:: Direction ::
Reproduce verbatim the part of the material below that opens with the line containing "As a courtesy, could you identify the black strap" and closes with the line containing "[42,182,75,224]", including both of those lines and nothing else.

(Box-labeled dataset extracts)
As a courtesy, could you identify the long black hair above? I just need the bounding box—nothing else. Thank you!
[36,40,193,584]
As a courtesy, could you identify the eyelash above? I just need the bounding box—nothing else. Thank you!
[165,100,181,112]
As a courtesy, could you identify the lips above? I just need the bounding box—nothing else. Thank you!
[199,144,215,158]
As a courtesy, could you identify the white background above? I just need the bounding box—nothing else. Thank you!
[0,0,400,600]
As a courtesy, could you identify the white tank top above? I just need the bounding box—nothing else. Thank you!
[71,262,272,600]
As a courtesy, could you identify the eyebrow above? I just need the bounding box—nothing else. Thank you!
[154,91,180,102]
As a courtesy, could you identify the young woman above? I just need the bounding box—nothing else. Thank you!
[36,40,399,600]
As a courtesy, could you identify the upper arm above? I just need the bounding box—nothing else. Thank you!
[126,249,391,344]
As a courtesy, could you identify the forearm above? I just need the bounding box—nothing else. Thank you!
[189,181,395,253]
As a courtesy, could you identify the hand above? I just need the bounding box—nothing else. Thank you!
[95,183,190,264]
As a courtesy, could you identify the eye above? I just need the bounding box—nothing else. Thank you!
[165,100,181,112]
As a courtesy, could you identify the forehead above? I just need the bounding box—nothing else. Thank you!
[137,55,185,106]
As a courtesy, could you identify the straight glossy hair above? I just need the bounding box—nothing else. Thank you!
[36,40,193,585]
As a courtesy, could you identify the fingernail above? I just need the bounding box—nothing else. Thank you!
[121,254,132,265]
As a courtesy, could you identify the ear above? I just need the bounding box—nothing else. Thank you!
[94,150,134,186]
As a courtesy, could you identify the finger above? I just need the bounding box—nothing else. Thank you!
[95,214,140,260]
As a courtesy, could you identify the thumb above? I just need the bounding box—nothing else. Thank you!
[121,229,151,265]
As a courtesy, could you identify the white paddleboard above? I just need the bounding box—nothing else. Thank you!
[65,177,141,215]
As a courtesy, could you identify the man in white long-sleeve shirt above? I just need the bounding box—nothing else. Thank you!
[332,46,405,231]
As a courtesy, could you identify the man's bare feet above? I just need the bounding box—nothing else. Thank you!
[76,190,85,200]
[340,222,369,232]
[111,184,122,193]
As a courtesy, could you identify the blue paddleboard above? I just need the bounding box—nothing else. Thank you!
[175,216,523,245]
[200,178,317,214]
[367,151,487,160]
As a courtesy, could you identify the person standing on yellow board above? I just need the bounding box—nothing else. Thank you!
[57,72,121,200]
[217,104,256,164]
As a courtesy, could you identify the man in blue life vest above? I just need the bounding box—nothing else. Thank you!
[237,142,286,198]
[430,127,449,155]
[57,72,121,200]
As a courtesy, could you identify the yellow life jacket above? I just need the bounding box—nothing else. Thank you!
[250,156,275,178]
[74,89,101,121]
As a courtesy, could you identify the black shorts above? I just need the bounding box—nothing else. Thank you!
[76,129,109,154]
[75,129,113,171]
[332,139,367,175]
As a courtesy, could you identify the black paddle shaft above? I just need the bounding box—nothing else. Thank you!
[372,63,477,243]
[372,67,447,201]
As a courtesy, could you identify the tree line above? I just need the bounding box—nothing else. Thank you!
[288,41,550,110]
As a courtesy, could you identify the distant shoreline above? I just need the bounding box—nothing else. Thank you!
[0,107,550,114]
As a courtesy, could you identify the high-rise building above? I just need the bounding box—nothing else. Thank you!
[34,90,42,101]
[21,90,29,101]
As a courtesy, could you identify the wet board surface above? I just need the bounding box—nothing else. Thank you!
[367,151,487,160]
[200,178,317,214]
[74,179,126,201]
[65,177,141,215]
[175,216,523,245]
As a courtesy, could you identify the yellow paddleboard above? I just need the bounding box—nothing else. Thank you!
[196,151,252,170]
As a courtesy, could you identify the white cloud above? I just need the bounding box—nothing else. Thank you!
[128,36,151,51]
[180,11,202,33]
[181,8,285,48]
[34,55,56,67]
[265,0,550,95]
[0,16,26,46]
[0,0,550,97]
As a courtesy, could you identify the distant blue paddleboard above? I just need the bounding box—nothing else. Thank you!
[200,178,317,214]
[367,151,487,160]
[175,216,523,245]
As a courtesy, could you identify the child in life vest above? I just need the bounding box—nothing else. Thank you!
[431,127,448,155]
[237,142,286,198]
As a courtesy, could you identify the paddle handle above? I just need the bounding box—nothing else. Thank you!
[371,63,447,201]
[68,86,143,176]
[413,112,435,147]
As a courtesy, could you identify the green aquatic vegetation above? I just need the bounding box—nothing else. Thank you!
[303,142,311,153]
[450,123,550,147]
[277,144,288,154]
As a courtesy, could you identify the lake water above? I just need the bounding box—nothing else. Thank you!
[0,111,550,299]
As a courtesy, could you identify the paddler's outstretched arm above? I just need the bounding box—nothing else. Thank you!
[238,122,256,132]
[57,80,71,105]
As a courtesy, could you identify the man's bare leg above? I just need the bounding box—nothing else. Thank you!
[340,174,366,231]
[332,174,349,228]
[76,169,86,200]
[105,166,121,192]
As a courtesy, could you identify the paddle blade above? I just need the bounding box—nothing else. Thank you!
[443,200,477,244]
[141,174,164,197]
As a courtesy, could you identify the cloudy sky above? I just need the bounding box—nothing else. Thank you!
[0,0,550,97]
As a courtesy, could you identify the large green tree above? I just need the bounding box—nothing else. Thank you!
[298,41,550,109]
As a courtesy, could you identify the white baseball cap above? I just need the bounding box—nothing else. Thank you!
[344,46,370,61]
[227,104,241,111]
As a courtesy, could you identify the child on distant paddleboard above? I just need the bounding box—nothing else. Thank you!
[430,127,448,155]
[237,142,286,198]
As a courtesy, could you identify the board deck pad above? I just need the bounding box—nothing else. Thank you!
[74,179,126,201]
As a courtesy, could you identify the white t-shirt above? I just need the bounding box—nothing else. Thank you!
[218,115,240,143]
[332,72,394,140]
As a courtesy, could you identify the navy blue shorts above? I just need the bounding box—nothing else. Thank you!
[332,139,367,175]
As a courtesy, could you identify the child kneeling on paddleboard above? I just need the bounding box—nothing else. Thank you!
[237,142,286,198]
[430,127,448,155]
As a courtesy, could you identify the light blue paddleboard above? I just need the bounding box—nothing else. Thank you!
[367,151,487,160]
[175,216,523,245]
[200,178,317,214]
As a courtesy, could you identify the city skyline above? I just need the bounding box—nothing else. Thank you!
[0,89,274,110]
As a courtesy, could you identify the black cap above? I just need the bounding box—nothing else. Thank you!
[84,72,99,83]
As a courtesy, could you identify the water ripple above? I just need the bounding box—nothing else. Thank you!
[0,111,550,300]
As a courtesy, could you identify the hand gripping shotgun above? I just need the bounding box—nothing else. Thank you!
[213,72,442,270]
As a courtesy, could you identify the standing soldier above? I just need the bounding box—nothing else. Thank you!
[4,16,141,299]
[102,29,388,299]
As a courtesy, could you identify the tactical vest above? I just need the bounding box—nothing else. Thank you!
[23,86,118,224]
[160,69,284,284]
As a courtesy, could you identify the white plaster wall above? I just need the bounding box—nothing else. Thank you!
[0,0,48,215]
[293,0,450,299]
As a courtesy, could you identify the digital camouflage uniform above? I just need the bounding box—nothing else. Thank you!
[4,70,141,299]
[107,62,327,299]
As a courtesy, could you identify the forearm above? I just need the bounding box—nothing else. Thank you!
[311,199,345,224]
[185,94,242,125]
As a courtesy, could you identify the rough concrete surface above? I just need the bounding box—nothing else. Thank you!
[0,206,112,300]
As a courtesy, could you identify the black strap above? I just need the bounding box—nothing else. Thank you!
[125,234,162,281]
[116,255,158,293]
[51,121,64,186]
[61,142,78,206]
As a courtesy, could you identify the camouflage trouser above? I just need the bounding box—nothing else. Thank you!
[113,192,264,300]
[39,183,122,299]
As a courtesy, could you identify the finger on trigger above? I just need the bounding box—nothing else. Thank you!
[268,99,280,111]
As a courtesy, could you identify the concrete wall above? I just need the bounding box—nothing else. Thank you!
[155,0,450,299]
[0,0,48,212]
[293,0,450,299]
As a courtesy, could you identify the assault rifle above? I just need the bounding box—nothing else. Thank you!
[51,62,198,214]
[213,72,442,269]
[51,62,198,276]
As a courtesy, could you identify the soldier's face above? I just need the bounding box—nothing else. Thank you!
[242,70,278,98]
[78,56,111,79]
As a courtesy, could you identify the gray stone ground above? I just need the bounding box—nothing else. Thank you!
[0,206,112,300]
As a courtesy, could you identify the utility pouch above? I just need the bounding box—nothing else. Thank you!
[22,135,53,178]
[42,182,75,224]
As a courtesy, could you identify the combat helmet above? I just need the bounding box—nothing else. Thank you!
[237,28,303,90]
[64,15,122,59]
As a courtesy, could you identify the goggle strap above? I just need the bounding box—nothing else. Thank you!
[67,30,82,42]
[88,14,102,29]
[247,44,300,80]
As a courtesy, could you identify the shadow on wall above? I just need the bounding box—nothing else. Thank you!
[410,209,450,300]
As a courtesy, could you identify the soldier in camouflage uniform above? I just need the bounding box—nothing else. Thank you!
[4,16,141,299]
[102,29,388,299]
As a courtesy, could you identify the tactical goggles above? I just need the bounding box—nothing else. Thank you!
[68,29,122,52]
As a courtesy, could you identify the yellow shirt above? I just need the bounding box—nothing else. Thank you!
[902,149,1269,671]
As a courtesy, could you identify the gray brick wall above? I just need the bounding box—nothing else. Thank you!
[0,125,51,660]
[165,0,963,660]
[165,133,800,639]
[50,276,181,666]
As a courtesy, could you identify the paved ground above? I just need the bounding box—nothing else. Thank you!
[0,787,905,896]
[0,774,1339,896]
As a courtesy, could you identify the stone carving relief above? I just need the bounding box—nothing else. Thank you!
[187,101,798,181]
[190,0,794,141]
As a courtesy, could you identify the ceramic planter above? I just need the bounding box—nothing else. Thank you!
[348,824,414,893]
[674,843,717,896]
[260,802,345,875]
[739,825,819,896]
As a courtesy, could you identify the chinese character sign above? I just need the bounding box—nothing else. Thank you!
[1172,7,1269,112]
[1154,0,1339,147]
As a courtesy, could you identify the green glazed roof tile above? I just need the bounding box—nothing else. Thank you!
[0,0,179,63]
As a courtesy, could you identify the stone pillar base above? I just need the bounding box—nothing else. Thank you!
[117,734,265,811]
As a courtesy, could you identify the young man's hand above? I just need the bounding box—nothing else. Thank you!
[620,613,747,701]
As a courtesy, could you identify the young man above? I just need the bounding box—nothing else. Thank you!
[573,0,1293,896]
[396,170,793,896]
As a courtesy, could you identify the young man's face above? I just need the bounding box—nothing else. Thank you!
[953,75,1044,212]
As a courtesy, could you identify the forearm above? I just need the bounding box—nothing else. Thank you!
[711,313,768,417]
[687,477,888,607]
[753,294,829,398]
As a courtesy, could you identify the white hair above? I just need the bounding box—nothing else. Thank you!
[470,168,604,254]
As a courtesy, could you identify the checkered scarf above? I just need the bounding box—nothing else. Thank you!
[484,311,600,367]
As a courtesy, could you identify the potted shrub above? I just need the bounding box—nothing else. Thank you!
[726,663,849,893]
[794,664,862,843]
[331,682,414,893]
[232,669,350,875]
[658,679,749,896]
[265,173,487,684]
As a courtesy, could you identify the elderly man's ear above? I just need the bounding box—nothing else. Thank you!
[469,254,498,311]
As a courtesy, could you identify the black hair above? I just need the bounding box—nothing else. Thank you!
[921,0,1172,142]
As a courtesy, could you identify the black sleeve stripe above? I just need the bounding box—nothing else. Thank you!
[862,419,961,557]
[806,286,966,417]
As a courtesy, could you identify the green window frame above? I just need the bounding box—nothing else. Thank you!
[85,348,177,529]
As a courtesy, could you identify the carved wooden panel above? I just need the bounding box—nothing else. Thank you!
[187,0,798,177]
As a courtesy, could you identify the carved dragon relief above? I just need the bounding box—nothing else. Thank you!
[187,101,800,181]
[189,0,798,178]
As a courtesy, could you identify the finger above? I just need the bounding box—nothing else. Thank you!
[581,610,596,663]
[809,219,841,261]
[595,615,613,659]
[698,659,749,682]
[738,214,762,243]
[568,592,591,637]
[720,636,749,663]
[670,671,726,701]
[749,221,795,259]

:: Task result ::
As a courtesy, could you identify the black strap above? I just need the bounding box—nothing else. Thank you!
[125,234,162,281]
[116,255,158,293]
[51,121,64,186]
[61,142,78,206]
As a courtesy, could you identify the camouflage trouser above? I just need the bounding box—nothing else. Thank you!
[113,192,264,300]
[39,183,122,299]
As a courtesy, could you identify the finger on trigger above? I just need the bounding box—nothing else. Thank you!
[268,99,280,111]
As a courtesy, could you identify the concrete wall above? I just need the bounding box—nothing else. Thank you!
[155,0,450,299]
[0,0,48,212]
[293,0,450,299]
As a courtesy, could you identify the assault rifle above? I just need the bounding box—nothing else. Thank you!
[51,62,198,214]
[213,72,442,269]
[51,62,198,276]
As a courtesy, could you identify the soldier's face above? I just need the bounding box—nothing else. Thank you!
[242,70,278,98]
[78,56,111,79]
As a courtesy, could you identify the gray stone ground above? I just need the bounding box—nothing else. Thank you!
[0,206,112,300]
As a courtesy, could you identify the utility pouch above? I just need the bounding box—nothing else. Thank you!
[22,135,53,178]
[42,182,75,224]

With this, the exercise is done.